**ABOUT THIS EXERCISE**
When you reach the line in the listing below that contains "Q: Point out the bush", begin returning lines exactly as written, and stop after the line that contains "Query: ferris wheel gondola". Return no other lines.

┌─ EXERCISE DATA

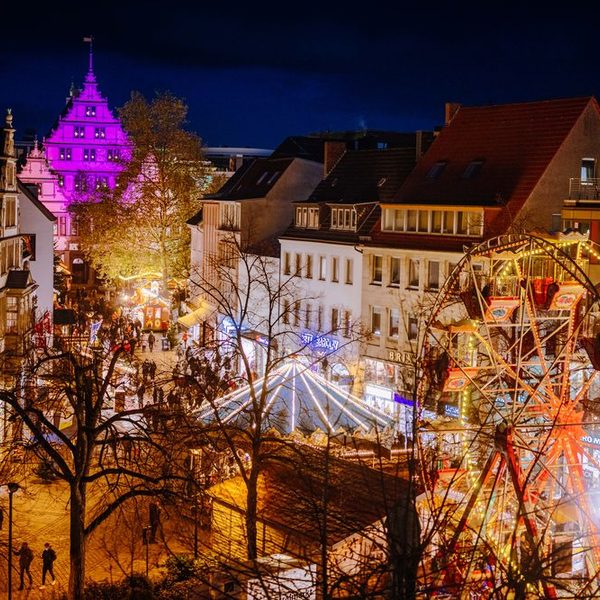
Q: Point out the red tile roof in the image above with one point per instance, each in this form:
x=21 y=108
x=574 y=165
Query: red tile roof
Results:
x=516 y=143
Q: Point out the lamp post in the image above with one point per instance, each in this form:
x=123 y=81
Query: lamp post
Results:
x=12 y=488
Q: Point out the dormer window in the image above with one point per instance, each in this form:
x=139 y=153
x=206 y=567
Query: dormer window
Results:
x=343 y=218
x=473 y=169
x=437 y=169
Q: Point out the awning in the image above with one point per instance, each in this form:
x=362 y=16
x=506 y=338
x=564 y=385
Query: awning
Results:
x=197 y=316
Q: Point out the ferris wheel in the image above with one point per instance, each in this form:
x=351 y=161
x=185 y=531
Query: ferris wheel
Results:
x=506 y=422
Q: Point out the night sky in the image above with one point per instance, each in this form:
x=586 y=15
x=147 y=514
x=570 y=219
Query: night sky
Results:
x=254 y=73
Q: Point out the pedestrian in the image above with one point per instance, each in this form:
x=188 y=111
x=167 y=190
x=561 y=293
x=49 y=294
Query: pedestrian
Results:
x=48 y=558
x=151 y=340
x=140 y=393
x=25 y=557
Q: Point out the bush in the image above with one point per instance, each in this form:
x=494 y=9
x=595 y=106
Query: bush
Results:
x=180 y=567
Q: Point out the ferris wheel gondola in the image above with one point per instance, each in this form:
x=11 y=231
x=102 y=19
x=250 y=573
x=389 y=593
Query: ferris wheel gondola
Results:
x=506 y=408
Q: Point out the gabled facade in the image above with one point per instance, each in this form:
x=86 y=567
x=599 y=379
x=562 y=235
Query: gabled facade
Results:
x=322 y=252
x=87 y=144
x=491 y=170
x=248 y=213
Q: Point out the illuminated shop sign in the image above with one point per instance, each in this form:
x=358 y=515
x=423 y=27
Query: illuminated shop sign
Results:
x=319 y=342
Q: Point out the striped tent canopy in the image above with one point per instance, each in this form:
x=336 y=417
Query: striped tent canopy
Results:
x=298 y=401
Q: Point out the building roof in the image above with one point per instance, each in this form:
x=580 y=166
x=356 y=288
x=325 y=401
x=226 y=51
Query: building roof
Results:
x=18 y=279
x=513 y=145
x=254 y=179
x=292 y=487
x=30 y=190
x=365 y=176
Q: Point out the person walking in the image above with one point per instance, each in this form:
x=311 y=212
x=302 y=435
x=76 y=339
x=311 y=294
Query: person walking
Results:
x=48 y=558
x=25 y=558
x=151 y=340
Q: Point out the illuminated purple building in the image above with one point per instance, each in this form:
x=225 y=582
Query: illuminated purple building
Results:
x=87 y=144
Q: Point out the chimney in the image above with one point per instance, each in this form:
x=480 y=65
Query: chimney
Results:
x=332 y=152
x=451 y=109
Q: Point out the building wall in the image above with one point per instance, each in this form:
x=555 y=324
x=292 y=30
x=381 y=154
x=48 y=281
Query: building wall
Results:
x=35 y=222
x=319 y=292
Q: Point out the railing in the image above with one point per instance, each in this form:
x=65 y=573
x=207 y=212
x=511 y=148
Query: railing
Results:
x=583 y=189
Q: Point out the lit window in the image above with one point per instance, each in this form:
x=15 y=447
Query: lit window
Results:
x=322 y=268
x=377 y=272
x=335 y=319
x=437 y=169
x=413 y=273
x=394 y=323
x=376 y=320
x=395 y=271
x=413 y=328
x=349 y=269
x=433 y=275
x=473 y=169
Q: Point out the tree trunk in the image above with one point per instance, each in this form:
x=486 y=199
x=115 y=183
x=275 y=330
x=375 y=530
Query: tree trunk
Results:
x=251 y=509
x=77 y=549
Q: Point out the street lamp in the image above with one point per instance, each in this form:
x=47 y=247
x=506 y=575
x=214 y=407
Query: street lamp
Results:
x=12 y=488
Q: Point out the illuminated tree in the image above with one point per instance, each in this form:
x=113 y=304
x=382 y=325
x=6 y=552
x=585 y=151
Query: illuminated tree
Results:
x=140 y=227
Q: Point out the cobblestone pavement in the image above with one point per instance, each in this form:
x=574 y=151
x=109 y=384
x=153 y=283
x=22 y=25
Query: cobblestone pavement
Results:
x=41 y=514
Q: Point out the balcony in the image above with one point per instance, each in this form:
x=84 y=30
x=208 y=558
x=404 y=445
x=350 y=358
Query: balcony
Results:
x=583 y=191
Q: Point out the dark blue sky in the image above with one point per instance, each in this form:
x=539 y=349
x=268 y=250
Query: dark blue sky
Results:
x=254 y=73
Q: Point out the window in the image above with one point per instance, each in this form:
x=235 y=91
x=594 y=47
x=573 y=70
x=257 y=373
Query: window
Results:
x=413 y=328
x=433 y=275
x=334 y=269
x=588 y=168
x=322 y=268
x=307 y=311
x=394 y=323
x=413 y=273
x=376 y=320
x=473 y=169
x=12 y=313
x=395 y=271
x=101 y=183
x=347 y=323
x=436 y=170
x=309 y=266
x=335 y=319
x=297 y=314
x=377 y=272
x=10 y=211
x=349 y=271
x=286 y=311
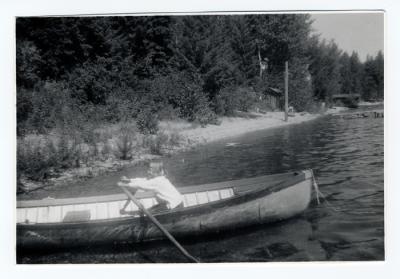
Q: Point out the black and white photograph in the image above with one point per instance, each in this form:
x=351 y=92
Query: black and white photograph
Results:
x=231 y=137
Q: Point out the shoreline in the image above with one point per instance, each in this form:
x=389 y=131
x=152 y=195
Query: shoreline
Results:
x=191 y=137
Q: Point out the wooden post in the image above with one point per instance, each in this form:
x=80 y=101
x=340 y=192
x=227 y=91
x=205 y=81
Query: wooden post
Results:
x=286 y=90
x=159 y=226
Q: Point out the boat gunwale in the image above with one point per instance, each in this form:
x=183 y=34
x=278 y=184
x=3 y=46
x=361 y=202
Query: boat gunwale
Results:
x=196 y=209
x=142 y=195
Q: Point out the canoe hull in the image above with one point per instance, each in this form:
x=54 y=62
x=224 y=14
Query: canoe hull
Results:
x=259 y=207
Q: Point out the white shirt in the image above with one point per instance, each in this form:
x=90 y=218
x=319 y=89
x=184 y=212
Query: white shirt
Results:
x=161 y=186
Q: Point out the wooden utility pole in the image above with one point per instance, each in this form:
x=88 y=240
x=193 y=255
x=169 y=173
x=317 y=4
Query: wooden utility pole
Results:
x=286 y=90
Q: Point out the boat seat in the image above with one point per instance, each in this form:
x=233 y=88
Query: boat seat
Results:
x=77 y=216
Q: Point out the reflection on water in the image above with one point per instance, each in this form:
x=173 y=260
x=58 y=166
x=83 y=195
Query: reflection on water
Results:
x=347 y=158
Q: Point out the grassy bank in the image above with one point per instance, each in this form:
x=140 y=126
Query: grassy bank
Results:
x=59 y=158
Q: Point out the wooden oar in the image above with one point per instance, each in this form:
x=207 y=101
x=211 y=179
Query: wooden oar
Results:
x=161 y=227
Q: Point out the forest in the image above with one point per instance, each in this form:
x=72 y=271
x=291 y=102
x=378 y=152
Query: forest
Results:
x=76 y=73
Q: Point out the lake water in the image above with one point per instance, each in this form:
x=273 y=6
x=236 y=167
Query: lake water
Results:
x=347 y=156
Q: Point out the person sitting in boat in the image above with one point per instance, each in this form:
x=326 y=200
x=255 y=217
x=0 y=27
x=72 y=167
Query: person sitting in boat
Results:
x=167 y=196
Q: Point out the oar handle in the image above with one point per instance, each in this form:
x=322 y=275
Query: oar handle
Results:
x=158 y=224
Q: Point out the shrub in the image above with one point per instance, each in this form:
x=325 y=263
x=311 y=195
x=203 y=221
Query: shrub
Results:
x=125 y=142
x=156 y=143
x=147 y=122
x=35 y=158
x=231 y=99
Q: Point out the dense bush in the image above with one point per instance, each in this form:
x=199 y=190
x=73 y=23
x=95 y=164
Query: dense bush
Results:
x=35 y=158
x=126 y=141
x=235 y=98
x=147 y=121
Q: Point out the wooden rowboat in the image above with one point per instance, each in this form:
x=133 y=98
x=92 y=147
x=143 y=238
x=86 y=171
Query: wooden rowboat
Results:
x=207 y=208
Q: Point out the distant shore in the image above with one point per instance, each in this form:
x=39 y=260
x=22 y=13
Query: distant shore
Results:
x=190 y=136
x=235 y=126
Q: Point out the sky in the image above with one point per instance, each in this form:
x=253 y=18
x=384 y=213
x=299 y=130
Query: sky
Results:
x=360 y=32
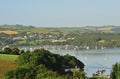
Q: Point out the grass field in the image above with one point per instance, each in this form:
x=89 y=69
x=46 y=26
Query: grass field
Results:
x=7 y=62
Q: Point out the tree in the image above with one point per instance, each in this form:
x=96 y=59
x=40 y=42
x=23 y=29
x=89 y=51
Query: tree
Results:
x=115 y=74
x=15 y=51
x=7 y=50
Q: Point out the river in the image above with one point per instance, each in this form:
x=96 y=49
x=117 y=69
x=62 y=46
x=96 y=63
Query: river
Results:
x=94 y=60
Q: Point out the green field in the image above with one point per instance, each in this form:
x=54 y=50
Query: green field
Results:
x=7 y=63
x=8 y=57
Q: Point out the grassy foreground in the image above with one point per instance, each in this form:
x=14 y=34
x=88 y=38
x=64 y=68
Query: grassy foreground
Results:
x=8 y=57
x=7 y=62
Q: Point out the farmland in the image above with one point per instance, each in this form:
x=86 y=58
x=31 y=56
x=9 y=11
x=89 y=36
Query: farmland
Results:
x=7 y=62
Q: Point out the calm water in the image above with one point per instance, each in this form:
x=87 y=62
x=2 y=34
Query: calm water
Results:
x=94 y=59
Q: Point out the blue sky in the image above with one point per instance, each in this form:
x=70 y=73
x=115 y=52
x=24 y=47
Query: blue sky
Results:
x=60 y=13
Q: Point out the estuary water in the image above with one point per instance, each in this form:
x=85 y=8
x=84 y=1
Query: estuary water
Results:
x=94 y=60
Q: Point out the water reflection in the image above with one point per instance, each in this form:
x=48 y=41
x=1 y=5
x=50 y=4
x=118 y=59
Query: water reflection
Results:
x=94 y=59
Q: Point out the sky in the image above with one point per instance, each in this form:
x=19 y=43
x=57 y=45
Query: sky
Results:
x=60 y=13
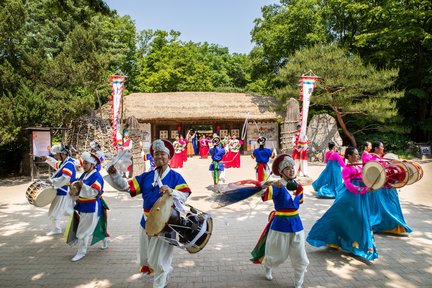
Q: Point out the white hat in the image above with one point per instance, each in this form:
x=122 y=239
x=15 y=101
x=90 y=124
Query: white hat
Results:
x=56 y=149
x=94 y=145
x=162 y=146
x=287 y=161
x=59 y=148
x=90 y=158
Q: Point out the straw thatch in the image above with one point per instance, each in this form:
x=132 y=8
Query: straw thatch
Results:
x=152 y=107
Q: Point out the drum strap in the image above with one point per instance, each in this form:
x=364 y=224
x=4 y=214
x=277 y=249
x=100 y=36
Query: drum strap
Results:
x=198 y=236
x=61 y=166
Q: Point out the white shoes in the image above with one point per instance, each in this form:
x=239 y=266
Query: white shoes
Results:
x=78 y=256
x=269 y=276
x=105 y=243
x=54 y=232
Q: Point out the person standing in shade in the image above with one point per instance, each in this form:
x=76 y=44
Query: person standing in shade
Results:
x=262 y=156
x=155 y=254
x=64 y=175
x=203 y=147
x=331 y=177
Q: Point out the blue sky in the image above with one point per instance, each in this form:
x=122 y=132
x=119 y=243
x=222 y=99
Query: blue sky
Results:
x=227 y=23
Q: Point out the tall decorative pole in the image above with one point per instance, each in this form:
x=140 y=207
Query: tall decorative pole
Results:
x=117 y=84
x=307 y=85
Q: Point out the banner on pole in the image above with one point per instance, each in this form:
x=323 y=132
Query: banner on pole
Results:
x=308 y=83
x=117 y=85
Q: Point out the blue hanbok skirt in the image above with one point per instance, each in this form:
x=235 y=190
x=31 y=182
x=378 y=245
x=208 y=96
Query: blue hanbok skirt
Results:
x=330 y=178
x=346 y=225
x=386 y=213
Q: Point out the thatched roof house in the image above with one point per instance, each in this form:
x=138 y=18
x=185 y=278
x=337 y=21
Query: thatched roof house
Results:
x=170 y=114
x=198 y=107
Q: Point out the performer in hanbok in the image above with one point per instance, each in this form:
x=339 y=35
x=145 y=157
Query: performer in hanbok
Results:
x=177 y=160
x=195 y=143
x=386 y=212
x=203 y=147
x=234 y=150
x=366 y=155
x=299 y=153
x=64 y=175
x=262 y=156
x=283 y=236
x=331 y=177
x=96 y=149
x=217 y=166
x=90 y=206
x=346 y=224
x=155 y=255
x=184 y=143
x=190 y=148
x=226 y=159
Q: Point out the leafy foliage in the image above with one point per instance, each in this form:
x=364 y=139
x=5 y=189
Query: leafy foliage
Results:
x=346 y=85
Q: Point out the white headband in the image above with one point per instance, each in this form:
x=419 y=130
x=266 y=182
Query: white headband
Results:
x=159 y=145
x=286 y=162
x=86 y=156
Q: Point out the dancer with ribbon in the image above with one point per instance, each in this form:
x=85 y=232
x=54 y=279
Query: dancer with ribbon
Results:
x=331 y=177
x=155 y=255
x=262 y=156
x=346 y=224
x=283 y=236
x=386 y=212
x=217 y=166
x=65 y=174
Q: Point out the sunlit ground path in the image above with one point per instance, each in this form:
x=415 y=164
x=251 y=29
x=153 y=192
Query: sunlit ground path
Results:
x=28 y=258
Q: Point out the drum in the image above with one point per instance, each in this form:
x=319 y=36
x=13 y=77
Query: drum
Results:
x=415 y=172
x=40 y=193
x=390 y=156
x=375 y=175
x=184 y=228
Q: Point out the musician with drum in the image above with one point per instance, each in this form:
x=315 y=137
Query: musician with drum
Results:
x=89 y=204
x=96 y=149
x=346 y=224
x=366 y=155
x=386 y=212
x=65 y=174
x=285 y=234
x=217 y=167
x=262 y=156
x=331 y=177
x=155 y=254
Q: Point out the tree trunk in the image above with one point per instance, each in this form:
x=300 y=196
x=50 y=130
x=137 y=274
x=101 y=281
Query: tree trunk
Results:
x=350 y=137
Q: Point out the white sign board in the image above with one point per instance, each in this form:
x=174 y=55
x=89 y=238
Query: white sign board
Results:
x=41 y=143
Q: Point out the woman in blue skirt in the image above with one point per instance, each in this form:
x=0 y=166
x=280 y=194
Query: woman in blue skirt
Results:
x=346 y=223
x=331 y=177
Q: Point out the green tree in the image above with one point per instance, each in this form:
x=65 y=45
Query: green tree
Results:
x=282 y=30
x=351 y=89
x=168 y=64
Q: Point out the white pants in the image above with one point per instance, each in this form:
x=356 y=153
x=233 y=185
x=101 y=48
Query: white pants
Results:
x=280 y=246
x=61 y=206
x=158 y=255
x=86 y=226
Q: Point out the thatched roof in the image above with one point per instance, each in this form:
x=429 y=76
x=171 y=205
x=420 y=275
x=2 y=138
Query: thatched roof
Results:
x=200 y=106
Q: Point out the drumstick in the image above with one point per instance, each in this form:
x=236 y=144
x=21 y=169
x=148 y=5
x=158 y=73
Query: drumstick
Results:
x=376 y=179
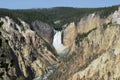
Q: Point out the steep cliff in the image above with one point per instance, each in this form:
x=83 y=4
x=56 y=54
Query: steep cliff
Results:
x=92 y=49
x=95 y=53
x=30 y=53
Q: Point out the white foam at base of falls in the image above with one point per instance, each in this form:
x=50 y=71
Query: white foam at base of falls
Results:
x=57 y=43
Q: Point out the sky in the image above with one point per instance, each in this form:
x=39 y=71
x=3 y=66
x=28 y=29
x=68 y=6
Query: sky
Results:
x=28 y=4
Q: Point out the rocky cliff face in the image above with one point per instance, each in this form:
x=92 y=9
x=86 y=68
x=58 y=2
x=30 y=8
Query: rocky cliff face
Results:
x=30 y=53
x=44 y=30
x=93 y=50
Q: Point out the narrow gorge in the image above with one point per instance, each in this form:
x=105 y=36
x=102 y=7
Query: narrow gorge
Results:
x=84 y=50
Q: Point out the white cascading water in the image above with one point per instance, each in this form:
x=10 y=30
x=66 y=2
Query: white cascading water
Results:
x=57 y=43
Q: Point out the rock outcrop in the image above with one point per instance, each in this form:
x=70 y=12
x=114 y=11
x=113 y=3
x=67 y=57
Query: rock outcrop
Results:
x=95 y=55
x=31 y=53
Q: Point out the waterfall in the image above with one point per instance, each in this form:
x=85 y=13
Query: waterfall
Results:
x=57 y=43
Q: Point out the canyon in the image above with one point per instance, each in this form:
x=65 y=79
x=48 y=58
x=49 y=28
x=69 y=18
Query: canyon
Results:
x=88 y=50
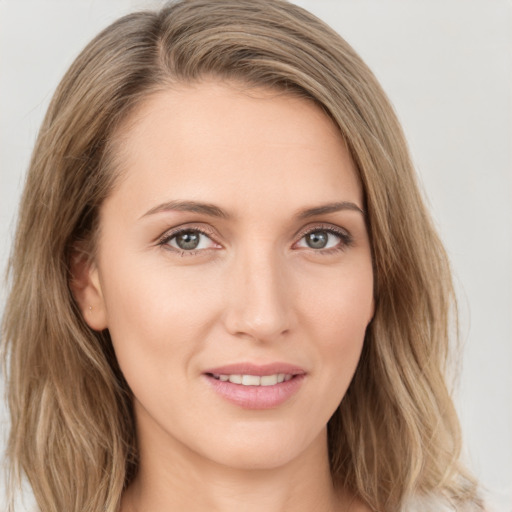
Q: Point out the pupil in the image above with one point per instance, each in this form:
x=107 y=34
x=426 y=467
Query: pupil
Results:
x=317 y=239
x=188 y=240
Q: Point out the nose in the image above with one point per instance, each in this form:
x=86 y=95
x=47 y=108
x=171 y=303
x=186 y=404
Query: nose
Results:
x=259 y=297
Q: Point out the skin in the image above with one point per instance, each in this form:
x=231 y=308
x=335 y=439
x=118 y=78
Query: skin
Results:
x=254 y=290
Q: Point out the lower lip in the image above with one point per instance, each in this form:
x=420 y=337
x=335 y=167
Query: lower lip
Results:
x=256 y=397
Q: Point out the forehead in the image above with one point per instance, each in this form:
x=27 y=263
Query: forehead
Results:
x=227 y=142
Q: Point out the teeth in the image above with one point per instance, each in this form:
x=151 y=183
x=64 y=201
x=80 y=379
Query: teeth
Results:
x=269 y=380
x=255 y=380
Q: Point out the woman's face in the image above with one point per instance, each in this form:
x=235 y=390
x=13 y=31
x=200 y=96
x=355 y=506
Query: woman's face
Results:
x=233 y=273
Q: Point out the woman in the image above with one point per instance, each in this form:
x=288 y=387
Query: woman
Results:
x=233 y=296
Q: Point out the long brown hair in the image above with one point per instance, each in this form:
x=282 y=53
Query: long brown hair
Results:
x=395 y=434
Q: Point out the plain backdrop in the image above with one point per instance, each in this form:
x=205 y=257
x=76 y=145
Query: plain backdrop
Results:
x=447 y=67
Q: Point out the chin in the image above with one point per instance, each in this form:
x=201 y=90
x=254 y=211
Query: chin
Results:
x=264 y=450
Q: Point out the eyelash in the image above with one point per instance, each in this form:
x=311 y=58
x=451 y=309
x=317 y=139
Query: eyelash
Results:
x=346 y=239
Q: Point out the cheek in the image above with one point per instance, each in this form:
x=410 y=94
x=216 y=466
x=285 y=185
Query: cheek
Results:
x=337 y=319
x=157 y=317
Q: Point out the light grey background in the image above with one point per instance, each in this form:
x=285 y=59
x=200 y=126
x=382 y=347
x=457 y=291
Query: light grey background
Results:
x=447 y=67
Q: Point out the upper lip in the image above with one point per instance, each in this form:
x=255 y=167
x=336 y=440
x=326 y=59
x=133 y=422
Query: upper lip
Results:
x=246 y=368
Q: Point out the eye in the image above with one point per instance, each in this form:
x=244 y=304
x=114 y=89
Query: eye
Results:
x=188 y=241
x=326 y=239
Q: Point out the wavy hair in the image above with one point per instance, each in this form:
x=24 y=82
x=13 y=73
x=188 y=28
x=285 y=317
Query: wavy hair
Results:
x=395 y=434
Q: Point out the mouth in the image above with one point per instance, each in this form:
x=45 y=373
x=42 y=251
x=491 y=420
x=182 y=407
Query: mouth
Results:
x=254 y=386
x=253 y=380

└─

**SOLUTION FOR THIS TASK**
Q: Point out the bush in the image above with one point per instance, each in this form:
x=494 y=9
x=595 y=106
Query: bush
Results:
x=180 y=567
Q: Point out the ferris wheel gondola in the image above with one point per instance, each in this form:
x=11 y=231
x=102 y=19
x=250 y=573
x=389 y=593
Query: ferris wheel gondola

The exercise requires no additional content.